───── 本文抜粋
PORT REPORT 新みなとまち紀行

 能代港は明治以降、秋田北部地域だけにとどまらない大規模な産業を支える拠点として発展してきた。その歩みは、製材や木工、機械工業、火力発電所と、常に時代の移り変わりとともにありつづけている。21世紀に入り、能代港が新しく獲得したポジションもまた、いまのこの時代にきわめて密接だ。世界遺産「白神山地」への海の玄関口、そしてリサイクル関連企業のターミナル拠点。環境保全の気運の高まりに呼応しながら、能代港はさらなる進化をめざす。


Port History — 能代港の歩み
 能代は、全国でもっとも長い歴史を持つみなとまちのひとつである。658(白雉9)年、越国守阿倍比羅夫(こしのくにのかみあべのひらふ)が蝦夷征伐のため軍船180隻を率いて上陸したのが現在の能代港だったと言われ、また「斎明記」「続日本記」には、光仁天皇の宝亀年中、大陸からの使臣350余人を乗せた船10隻が、この地に着いたと記されている。関ケ原の戦いの後、久保田藩北部の物資集積地とするため材木受勘定所が設置され、日本海側有数の港町として繁栄していく。幕末には、外国船出没に伴い、港は海防の要所としていっそう隆盛した。
──────────
───── 与えられた記録
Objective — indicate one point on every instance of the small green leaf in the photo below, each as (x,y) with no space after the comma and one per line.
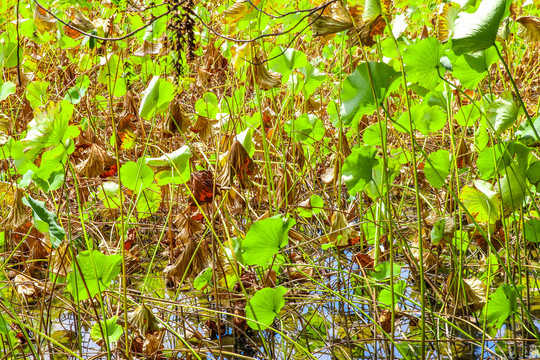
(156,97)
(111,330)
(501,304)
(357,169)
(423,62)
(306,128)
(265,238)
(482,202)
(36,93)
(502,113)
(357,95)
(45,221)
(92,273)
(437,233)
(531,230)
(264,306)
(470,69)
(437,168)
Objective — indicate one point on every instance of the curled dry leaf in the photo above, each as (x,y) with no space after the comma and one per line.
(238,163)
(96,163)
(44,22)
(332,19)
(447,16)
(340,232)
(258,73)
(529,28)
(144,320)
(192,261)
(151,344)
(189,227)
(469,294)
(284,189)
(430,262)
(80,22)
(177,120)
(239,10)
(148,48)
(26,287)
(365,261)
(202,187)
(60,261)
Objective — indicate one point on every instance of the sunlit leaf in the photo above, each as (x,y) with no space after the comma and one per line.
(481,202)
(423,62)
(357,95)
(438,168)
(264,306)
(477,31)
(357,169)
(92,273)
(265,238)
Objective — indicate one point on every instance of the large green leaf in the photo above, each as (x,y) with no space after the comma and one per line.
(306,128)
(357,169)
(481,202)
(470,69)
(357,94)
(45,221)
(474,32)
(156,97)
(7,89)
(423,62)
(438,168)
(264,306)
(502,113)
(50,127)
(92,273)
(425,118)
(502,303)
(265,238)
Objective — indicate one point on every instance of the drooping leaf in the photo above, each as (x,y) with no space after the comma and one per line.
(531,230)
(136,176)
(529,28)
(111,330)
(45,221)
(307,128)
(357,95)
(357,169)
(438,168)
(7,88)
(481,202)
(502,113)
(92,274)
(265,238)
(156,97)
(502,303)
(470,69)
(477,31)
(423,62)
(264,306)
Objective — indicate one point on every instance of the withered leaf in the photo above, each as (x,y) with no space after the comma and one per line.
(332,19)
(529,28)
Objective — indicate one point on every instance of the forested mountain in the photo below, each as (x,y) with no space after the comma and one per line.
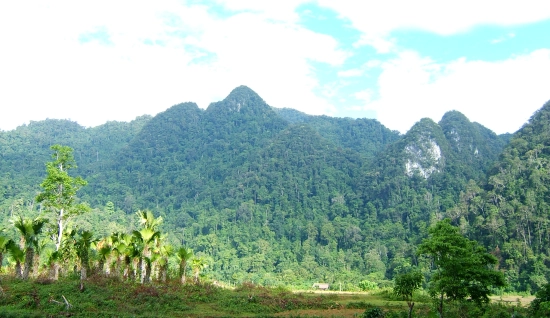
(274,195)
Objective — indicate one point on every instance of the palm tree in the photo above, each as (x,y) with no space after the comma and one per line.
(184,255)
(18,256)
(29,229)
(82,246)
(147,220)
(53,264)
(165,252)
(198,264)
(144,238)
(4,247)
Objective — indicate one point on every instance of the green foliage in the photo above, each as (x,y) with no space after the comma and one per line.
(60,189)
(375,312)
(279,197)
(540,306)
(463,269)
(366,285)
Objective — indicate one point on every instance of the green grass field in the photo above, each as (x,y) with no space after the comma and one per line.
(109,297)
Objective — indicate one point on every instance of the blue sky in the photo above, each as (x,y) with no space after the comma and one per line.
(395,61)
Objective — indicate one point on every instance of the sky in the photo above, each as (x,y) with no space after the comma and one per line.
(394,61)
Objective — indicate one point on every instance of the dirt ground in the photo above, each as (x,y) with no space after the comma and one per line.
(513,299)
──────────
───── 与えられた記録
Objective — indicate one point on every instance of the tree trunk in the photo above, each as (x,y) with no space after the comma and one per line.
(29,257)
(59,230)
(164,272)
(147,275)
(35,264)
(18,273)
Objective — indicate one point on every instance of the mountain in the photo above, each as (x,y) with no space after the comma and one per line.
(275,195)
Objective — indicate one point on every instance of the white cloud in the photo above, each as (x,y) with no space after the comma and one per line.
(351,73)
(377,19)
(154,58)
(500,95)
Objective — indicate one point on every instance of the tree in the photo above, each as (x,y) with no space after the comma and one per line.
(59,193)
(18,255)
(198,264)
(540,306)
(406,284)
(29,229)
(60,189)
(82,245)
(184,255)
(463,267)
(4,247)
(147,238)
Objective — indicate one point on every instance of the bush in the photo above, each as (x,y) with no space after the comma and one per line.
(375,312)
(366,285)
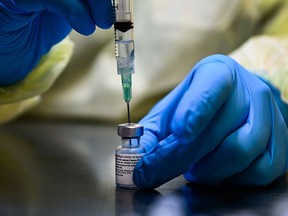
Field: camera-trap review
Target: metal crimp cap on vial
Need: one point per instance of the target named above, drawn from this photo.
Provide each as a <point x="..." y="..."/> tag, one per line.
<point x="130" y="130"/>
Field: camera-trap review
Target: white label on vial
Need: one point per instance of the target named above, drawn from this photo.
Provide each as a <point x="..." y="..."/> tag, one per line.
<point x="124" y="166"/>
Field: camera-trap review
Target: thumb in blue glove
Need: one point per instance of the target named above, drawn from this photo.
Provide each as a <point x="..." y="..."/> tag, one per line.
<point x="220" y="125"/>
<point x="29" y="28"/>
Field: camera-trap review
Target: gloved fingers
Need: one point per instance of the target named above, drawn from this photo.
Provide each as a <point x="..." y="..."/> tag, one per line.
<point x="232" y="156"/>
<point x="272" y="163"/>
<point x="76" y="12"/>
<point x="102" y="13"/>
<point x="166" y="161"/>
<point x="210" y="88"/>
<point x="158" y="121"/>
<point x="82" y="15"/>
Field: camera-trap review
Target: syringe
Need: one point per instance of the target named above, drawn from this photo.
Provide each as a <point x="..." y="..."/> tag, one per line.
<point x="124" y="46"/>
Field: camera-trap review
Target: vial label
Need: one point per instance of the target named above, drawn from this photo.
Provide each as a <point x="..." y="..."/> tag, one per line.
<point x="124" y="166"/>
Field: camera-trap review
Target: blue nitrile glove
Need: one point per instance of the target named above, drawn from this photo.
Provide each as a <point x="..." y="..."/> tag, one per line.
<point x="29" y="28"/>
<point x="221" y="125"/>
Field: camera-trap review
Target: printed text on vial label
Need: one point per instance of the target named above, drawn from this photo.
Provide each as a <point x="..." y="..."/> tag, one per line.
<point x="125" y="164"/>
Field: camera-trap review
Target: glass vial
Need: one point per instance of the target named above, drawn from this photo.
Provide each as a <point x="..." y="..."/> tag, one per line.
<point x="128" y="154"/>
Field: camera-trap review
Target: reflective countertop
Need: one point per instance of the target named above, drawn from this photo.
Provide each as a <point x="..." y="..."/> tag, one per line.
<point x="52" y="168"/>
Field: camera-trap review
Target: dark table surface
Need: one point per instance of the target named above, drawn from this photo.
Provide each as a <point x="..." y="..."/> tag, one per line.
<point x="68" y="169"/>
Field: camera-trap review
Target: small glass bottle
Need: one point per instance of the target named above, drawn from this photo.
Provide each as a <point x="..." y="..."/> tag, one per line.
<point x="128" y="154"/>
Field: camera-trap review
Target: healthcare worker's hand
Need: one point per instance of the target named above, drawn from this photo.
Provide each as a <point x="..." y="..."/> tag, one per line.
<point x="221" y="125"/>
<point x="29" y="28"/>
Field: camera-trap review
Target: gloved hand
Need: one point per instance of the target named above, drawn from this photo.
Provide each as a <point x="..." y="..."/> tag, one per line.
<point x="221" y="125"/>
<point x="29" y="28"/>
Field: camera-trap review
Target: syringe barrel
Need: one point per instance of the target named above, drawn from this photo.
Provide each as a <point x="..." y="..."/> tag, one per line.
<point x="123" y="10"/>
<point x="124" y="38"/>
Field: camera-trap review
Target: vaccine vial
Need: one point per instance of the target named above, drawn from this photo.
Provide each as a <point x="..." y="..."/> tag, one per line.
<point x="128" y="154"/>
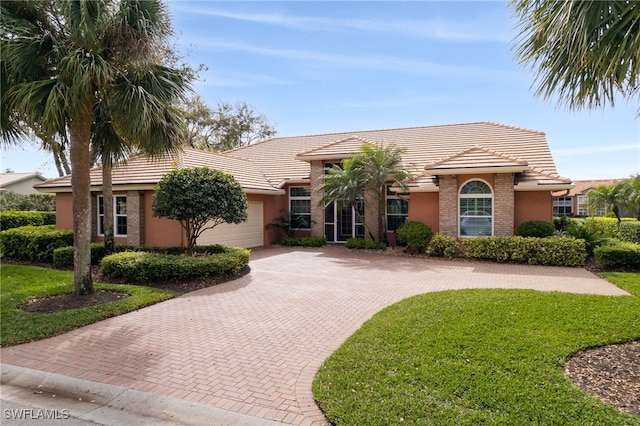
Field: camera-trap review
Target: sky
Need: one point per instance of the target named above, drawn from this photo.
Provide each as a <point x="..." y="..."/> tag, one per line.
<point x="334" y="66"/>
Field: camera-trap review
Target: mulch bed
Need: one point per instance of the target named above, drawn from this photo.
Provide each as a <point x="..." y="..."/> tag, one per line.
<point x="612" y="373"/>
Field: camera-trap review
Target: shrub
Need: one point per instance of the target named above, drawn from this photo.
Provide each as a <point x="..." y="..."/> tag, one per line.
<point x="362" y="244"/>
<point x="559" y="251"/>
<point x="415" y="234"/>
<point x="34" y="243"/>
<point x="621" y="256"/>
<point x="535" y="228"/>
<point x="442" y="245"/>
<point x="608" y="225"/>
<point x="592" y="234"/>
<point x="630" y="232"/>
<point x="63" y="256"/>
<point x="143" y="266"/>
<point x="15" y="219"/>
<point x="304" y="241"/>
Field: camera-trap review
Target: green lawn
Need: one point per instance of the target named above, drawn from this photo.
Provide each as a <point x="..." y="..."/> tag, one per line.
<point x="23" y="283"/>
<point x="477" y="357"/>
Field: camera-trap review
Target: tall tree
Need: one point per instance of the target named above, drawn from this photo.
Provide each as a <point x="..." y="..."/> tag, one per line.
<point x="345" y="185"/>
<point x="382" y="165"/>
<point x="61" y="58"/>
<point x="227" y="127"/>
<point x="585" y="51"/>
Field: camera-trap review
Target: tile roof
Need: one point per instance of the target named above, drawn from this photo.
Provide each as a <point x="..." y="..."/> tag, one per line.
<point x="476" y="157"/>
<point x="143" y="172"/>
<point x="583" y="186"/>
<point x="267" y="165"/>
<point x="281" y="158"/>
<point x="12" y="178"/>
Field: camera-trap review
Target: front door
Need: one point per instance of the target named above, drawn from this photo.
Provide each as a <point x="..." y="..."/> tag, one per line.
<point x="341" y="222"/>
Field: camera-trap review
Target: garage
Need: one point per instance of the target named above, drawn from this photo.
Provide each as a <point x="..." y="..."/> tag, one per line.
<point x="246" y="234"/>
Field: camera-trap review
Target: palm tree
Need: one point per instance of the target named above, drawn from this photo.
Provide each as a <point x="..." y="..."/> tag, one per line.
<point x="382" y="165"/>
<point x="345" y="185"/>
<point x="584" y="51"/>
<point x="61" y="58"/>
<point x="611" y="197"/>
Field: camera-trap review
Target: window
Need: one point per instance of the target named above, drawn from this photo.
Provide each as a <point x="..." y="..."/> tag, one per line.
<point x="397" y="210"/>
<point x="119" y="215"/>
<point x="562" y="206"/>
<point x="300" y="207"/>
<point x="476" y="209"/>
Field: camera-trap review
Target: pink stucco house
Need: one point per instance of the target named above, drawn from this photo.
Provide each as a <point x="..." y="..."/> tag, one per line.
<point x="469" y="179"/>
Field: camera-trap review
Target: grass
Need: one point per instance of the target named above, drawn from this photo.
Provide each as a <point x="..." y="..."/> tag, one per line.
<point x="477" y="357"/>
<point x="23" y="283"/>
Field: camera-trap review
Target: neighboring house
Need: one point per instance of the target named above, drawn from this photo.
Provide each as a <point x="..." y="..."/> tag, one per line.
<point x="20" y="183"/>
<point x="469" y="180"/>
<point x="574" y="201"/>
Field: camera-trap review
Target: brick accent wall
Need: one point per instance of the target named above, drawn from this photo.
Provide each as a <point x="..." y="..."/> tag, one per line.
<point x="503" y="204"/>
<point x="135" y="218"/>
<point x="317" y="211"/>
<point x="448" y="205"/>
──────────
### 課題の目的
能代港の歴史を紹介する本文を、最後の文の後から引き継いで続きを書いてください。 記録はこの課題には一切関係しません。

### 出力
 明治時代、良質な秋田杉の利用開発のため機械製材が盛んになり、大小の製材・木工・機械工業の企業が設立され、「木都能代」の名声が海外にまで及んだ。一方、港の付近は砂丘であるため、一度西風が吹けば砂礫を飛ばし、家屋の埋没などの被害が続出した。このため、長年にわたる大々的な砂防林工事がおこなわれた。
 繁栄をつづけた能代港であったが、米代川の洪水による土砂の流出が激しく、吃水の浅い漁船等しか入港できなくなった。そのため戦後、港の整備が本格的に進められ、1974(昭和49)年、5,000t級船舶の入港が可能となり、植物防疫法による指定港となり、かつ関税法による開港指定を受けた。1979(昭和54)年には大森地区に15,000t岸壁が完成。1981(昭和56)年、重要港湾に指定されるとともに、能代石炭火力発電所の建設がはじまり、エネルギー港湾として関連施設の整備が進められた。
 2001(平成13)年、大森地区の多目的国際ターミナル-13m岸壁が供用を開始し、翌年には日本海沿岸東北自動車道が開通。また、
2006(平成18)年にはリサイクルポートに指定され、県北部エコタウン計画と連携した総合静脈物流拠点として、背後地域の活性化に寄与するものと期待されている。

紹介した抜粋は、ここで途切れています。